*WHAT THE TASK ASKS*: Write the next part of the passage on black carbon and Himalayan glacier melt, picking up right after its last sentence.

BLACK carbon deposits originating from factories, households and vehicles are compounding the effects of climate change to speed up the melting of the Himalayan glaciers and therefore emissions need to be more aggressively curbed, according to a new World Bank report.
Current policies in place to reduce black carbon emissions – through enhancing fuel-efficiency standards, phasing out diesel vehicles and promoting electric cars – while laudable, will still reduce black carbon deposits by only 23 per cent, not enough to prevent an acceleration of water releases from glacier melt in the region, according to the report.
However, new economically and technically feasible policies are within reach to contain glacier melt at current levels, such as improving the efficiency of brick kilns, which account for roughly half of the emissions. Cleaner cookstoves and cleaner fuels are another key way to reduce black carbon emissions.
Incentivising households to switch from biomass or coal to Liquefied Petroleum Gas (LPG), and, in the long run, to solar energy could achieve this.
"Recent devastating flash floods attributed to a collapsing glacier in the Himalayas were a sobering reminder of the sometimes disastrous effects of climate change and the dangers we have to protect against," said Mr Hartwig Schafer, World Bank Vice President for South Asia.

*DATA PROVIDED*:
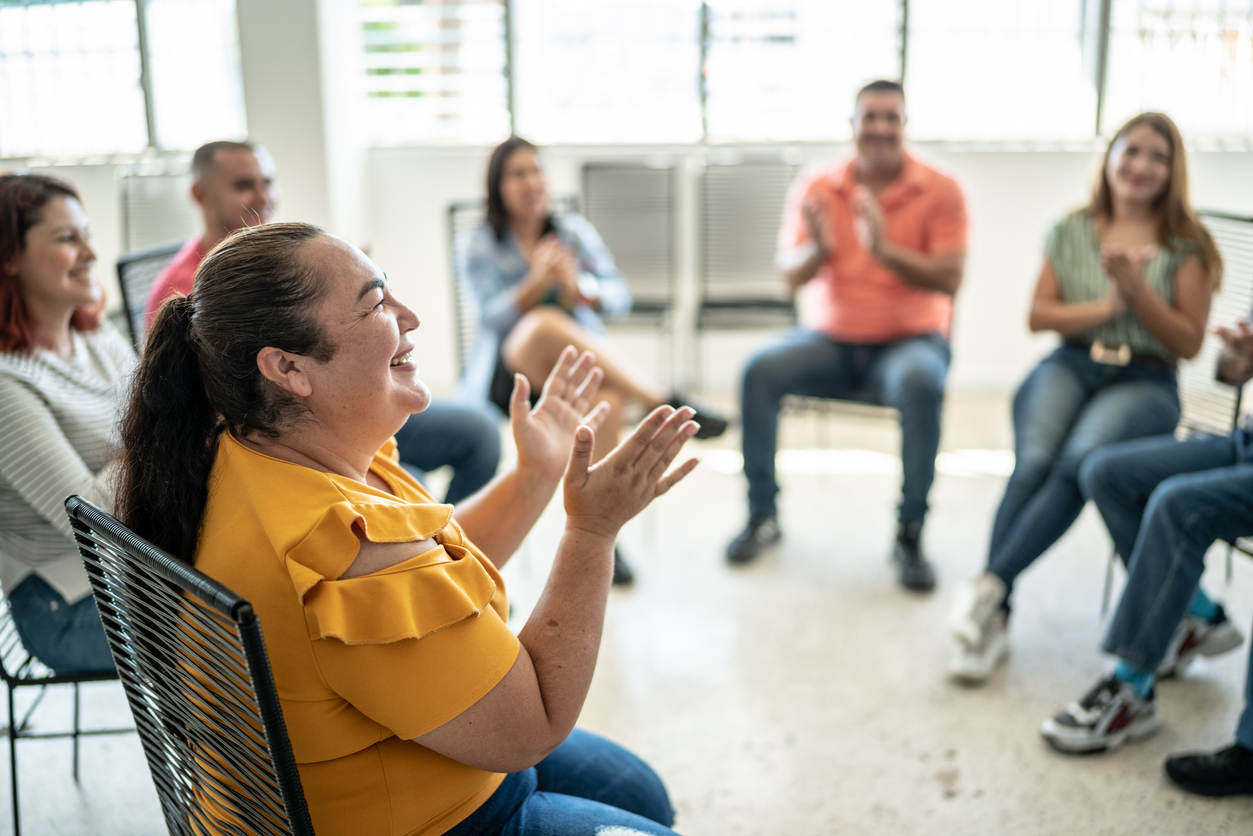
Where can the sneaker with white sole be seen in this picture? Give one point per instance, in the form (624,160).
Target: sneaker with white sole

*EXERCISE OUTPUT*:
"As glaciers shrink, the lives and livelihoods of many people downstream are affected by changes in the water supply. We can slow glacier melt by collectively acting to curb the black carbon deposits that are speeding the thinning of the ice. Regional cooperation to protect these resources will pay important dividends for the health and well-being of the people in the region."
The mountain ranges of the Himalayas, the Hindu Kush, and the Karakoram span 2,400 kilometers across six nations and contain 60,000 sq km of ice – storing more water than anywhere besides the Arctic and Antarctic. Melting glaciers and loss of seasonal snow pose significant risks not just to the people who live at their foot but to the stability of water resources in the South Asia region more broadly.
More than 750 million people depend on the glacier- and snow-fed Indus, Ganges, and Brahmaputra rivers for freshwater, and changes in the volume and timing of flows will have important economic and social implications. By 2050, from 1.5 billion to 1.7 billion people in South Asia are projected to be vulnerable to water scarcity.
Finally, countries in South Asia must work together to manage hydropower resources, an important source for the region’s clean energy needs and a generator of energy trade and security.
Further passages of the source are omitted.